Image-grounded pointing data:
[Start of section]

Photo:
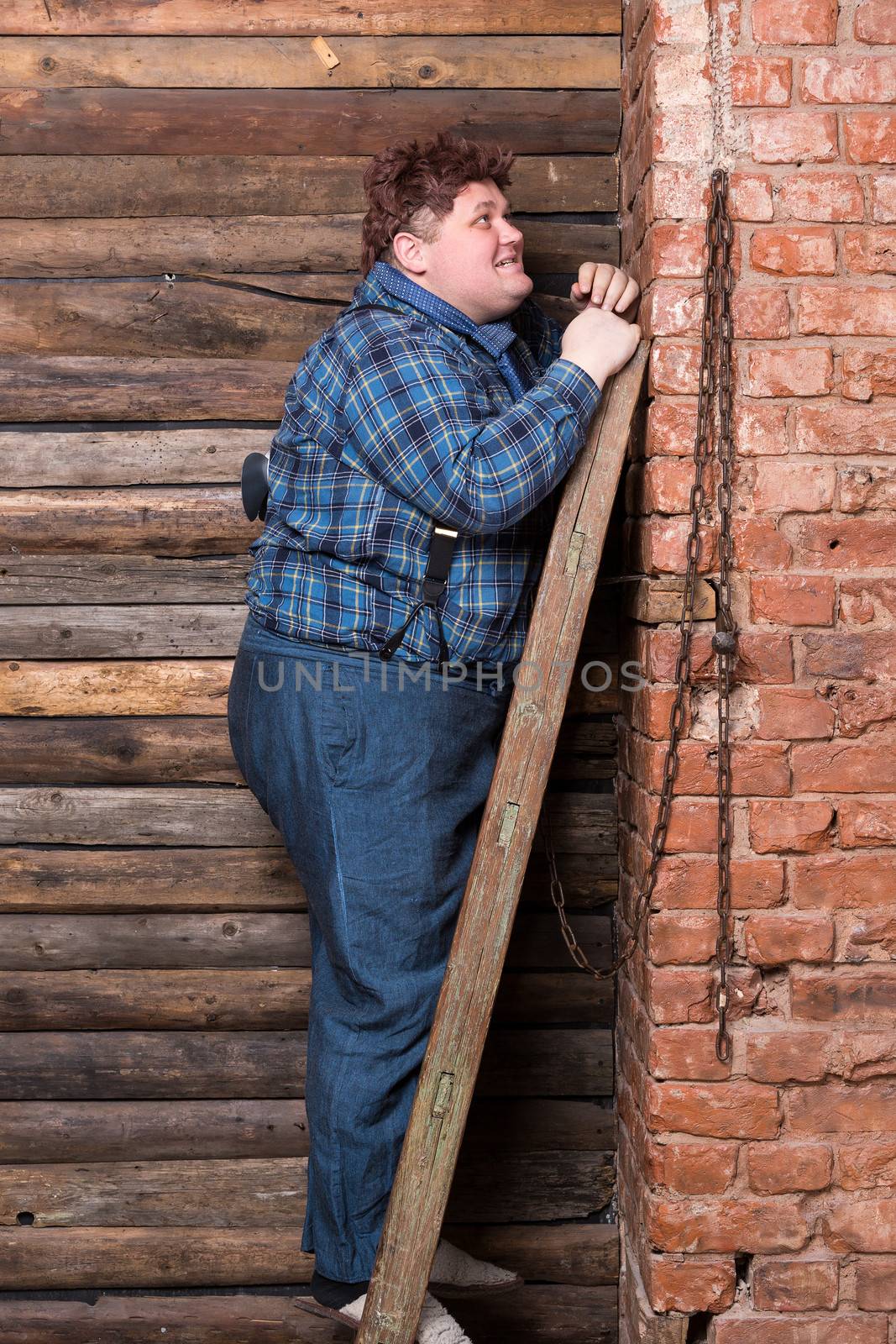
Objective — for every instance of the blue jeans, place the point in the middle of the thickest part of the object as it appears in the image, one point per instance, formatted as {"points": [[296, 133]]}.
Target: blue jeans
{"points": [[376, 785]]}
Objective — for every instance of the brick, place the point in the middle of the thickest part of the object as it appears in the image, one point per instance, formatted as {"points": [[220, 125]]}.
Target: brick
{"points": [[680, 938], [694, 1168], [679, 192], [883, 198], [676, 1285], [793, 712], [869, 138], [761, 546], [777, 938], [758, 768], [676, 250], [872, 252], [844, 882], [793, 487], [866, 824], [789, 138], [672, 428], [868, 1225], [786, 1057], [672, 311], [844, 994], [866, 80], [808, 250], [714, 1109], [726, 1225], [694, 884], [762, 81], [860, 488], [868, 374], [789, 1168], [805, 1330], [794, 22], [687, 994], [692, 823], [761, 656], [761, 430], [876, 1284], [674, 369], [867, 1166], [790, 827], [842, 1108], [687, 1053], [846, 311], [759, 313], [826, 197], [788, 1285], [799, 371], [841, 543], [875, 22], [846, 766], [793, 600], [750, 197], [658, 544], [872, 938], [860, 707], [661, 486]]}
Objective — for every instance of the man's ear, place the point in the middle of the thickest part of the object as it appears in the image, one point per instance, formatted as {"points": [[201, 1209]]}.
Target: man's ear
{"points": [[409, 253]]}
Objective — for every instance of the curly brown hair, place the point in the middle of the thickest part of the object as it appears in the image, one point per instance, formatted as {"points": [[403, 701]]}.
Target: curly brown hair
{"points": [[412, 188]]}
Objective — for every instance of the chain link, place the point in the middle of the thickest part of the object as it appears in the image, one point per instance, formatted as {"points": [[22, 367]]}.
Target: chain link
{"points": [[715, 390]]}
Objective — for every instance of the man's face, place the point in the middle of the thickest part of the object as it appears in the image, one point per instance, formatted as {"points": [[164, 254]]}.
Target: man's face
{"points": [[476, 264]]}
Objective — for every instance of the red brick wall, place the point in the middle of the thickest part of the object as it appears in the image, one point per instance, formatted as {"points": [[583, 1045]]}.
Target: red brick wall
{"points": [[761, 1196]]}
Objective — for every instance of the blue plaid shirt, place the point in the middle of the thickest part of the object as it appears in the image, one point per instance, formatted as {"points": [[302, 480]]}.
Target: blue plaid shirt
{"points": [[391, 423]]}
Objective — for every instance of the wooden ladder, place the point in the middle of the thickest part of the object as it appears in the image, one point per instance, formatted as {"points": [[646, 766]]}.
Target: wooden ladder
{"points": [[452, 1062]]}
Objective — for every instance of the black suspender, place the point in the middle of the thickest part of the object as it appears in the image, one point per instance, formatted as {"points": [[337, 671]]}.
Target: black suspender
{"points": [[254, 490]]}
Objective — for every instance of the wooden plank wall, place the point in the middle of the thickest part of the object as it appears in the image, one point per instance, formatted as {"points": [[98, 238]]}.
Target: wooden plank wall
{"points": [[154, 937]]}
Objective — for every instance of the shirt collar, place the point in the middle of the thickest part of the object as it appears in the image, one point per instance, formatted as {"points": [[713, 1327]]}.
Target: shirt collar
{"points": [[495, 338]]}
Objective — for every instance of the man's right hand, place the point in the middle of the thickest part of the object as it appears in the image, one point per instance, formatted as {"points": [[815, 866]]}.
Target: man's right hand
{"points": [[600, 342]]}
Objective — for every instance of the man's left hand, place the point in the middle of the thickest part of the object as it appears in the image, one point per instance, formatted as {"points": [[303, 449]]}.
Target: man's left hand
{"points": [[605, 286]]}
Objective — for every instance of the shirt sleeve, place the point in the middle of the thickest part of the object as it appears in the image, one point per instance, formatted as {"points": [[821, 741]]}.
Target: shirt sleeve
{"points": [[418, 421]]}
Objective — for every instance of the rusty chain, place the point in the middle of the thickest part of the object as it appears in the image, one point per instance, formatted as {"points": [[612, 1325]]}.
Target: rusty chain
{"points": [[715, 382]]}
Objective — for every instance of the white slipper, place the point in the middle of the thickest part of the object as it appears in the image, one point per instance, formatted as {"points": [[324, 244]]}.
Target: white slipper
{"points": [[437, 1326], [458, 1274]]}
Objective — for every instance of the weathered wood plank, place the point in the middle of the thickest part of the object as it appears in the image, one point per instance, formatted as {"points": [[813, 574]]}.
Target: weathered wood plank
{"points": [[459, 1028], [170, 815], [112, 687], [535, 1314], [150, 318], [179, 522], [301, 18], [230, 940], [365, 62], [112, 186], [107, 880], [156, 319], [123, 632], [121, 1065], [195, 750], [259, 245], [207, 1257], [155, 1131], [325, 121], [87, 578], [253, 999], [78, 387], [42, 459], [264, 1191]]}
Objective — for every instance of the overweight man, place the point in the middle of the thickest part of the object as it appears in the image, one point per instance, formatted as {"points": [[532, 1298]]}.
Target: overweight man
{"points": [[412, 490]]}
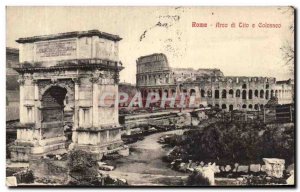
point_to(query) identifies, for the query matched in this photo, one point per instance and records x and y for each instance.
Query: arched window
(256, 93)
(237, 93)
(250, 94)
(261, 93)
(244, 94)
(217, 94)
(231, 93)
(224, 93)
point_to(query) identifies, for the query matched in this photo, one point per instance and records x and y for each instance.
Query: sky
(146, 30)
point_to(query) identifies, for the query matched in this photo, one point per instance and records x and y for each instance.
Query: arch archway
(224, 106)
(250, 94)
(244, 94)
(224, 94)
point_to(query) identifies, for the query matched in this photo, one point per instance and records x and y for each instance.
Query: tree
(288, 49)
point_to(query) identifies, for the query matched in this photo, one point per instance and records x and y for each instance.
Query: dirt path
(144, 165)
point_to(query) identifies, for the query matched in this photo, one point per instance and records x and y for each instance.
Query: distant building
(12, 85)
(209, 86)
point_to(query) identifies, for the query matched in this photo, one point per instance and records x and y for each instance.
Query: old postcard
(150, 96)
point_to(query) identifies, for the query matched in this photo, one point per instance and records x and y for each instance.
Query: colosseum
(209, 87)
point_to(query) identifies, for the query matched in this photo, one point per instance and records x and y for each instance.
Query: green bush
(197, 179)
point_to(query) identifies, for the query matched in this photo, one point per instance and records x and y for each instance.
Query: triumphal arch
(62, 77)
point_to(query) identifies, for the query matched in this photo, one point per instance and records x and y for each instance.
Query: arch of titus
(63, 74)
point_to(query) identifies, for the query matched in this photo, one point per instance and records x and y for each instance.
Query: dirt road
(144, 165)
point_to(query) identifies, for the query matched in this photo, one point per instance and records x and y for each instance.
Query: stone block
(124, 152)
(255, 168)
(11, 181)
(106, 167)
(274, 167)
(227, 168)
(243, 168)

[End of section]

_Task requirements_
Set down all of the entries exactly as they stand, without any image.

_Answer for this exercise_
Photo:
Objective — for every instance of the blue jeans, place the point in the middle of the thickest part of the object as it appears in the image, one point per instance, formatted as {"points": [[296, 133]]}.
Target: blue jeans
{"points": [[376, 785]]}
Objective — for every instance of the brick, place the point in the middle of the thickest part of the object as it appears in the image, one point per instance, formatted as {"points": [[220, 125]]}.
Target: brick
{"points": [[680, 938], [694, 1168], [679, 192], [883, 198], [676, 1285], [793, 712], [869, 138], [761, 546], [777, 938], [758, 768], [676, 250], [872, 252], [844, 882], [793, 487], [866, 824], [789, 138], [672, 428], [868, 1225], [786, 1057], [672, 311], [844, 994], [866, 80], [808, 250], [714, 1109], [726, 1225], [694, 884], [762, 81], [860, 488], [868, 374], [789, 1168], [805, 1330], [794, 22], [687, 994], [692, 823], [761, 656], [761, 430], [876, 1284], [674, 369], [867, 1166], [790, 827], [842, 1108], [687, 1053], [846, 311], [759, 313], [826, 197], [788, 1285], [799, 371], [841, 543], [875, 22], [846, 766], [793, 600], [750, 197], [658, 544], [872, 938], [860, 707], [661, 486]]}
Objective — for every instance of the man's ear, place the point in the middle of the thickest part of the object as it appears in the image, one point per instance, formatted as {"points": [[201, 1209]]}.
Target: man's ear
{"points": [[409, 253]]}
Objective — for every instance of the curly brown hair, place the point in the middle of the thickest part of the object as it appears in the image, one point per instance, formatted as {"points": [[403, 701]]}.
Target: curly brown hair
{"points": [[412, 188]]}
Objective — for every instance of the chain link, place the point in the middle of the thickest part of the object as it appears in the image, one point per instance, formatted as {"points": [[22, 367]]}.
Target: chain link
{"points": [[715, 390]]}
Objective — for every instance of the man's face, place the point in the middle of the thickest part of the object as it appears in the image, one point per instance, formatted as {"points": [[164, 254]]}.
Target: man's face
{"points": [[476, 264]]}
Objective — for every instance of the red brick wall, place the point in the middle of the thickest part of the object as it appears in the image, one point per instance, formatted as {"points": [[583, 1045]]}.
Target: red brick wall
{"points": [[761, 1196]]}
Objective — for every instance of the blue plaid shirt, place the point in the middle of the thickest part of the object as it appears in the image, one point per instance, formatted as {"points": [[302, 480]]}.
Target: blue plaid shirt
{"points": [[391, 423]]}
Objective — for every instance of the wooden ladder, place the point in the middle of the thickest part of the object as it appears in the image, one point per instance, formatted as {"points": [[646, 766]]}.
Target: wooden ladder
{"points": [[452, 1062]]}
Objective — for every instance of the black suspender, place the point in the middle of the thickest part of the object as it appears in the image, one point per instance, formatted as {"points": [[337, 671]]}.
Target: black suspender
{"points": [[254, 490]]}
Objective — for every instance of the wooden plank wall, place the point in the middle of the thickest part of the object as it appears in the image, one point per instance, formatted as {"points": [[98, 238]]}.
Target: wooden plank wall
{"points": [[154, 937]]}
Objective — for every instance of the shirt collar, place the point in the middle of the thickest part of the object as it appears in the image, one point per instance, formatted as {"points": [[713, 1327]]}.
Target: shirt collar
{"points": [[495, 338]]}
Objective — for every instance of the man's right hand, place the point in the middle of the thickest part of the object as it appears in the image, one point per instance, formatted as {"points": [[815, 866]]}.
Target: man's right hand
{"points": [[600, 342]]}
Objective — for every instance of the man's left hand, place the point in the middle of the thickest part of the object as it appears in the image, one point per instance, formatted as {"points": [[303, 449]]}.
Target: man's left hand
{"points": [[605, 286]]}
Objective — for every instance of the shirt sleeve, place the point in the middle of the thickest part of the object as it appears in the image, one point per instance, formatted as {"points": [[821, 741]]}.
Target: shirt sleeve
{"points": [[418, 421]]}
Objective — for every instance of the rusty chain, place the point in the middle of the thickest part of the object as it appears in the image, one point per instance, formatted as {"points": [[612, 1325]]}.
Target: rusty chain
{"points": [[715, 382]]}
Objective — for every instance of the white slipper, place the point in the middle of the thickest part of the object as it appears in the image, one point per instance, formatted as {"points": [[324, 244]]}.
Target: white slipper
{"points": [[437, 1326], [458, 1274]]}
Objective — for every instance of the weathered wood plank, place the point in the middle of the thickest part of the object as it appears in the image, one point per instance, formatted as {"points": [[813, 574]]}.
Target: weathered wood plank
{"points": [[459, 1028], [170, 815], [112, 687], [535, 1314], [150, 318], [179, 522], [301, 18], [230, 940], [365, 62], [112, 186], [107, 880], [156, 319], [123, 632], [121, 1065], [195, 750], [259, 245], [207, 1257], [155, 1131], [325, 121], [87, 578], [253, 999], [78, 387], [42, 459], [264, 1191]]}
Objective — for every instance of the overweight man, place the point in the middle of the thickest part of the object as it appears in the image, one point per instance, formatted as {"points": [[532, 1298]]}.
Target: overweight man
{"points": [[412, 490]]}
point_to(query) identifies, for the query matched in this photo, one point per instance and records x and y for each instance.
Query: arched window
(256, 93)
(237, 93)
(250, 94)
(261, 93)
(244, 94)
(217, 94)
(231, 93)
(224, 93)
point_to(query) identifies, for the query matched in this photo, one point per instance and records x and y for each instance.
Query: sky
(146, 30)
point_to(query) identifies, for the query matched in this photo, one point per instance and records x and y for each instance.
Query: arch archway
(224, 106)
(250, 94)
(244, 94)
(224, 94)
point_to(query) identifies, for the query matched in this photo, one point per instance and records x and y for each instance.
Query: tree
(288, 49)
point_to(query) identifies, for the query matched in this photo, one point per instance and records x and y for each instance.
Query: dirt path
(144, 165)
point_to(query) identifies, for the query matched in this photo, one point per instance and records x and y for each instance.
Query: distant building
(12, 85)
(209, 86)
point_to(query) identifies, for the query matched in this photo, one point per instance and records x and y for each instance.
Query: old postcard
(150, 96)
point_to(query) identifies, for the query matched in this photo, one point per instance and records x and y for each instance.
Query: colosseum
(209, 87)
point_to(query) identifies, for the query matched in this photo, one point per instance and records x and y for each instance.
Query: green bush
(197, 179)
point_to(query) identifies, for the query matched in this photo, one point per instance and records x and y for each instance.
Query: triumphal arch
(62, 77)
point_to(query) identifies, for the query matched in this photo, one point per instance and records x and y for each instance.
Query: arch of titus
(63, 74)
point_to(query) identifies, for the query matched in this photo, one point per instance and records x and y for each instance.
Query: dirt road
(144, 165)
point_to(query) identifies, for the query matched in this photo, one point per instance and records x and y for each instance.
Query: stone block
(124, 152)
(255, 168)
(11, 181)
(106, 167)
(274, 167)
(227, 168)
(243, 168)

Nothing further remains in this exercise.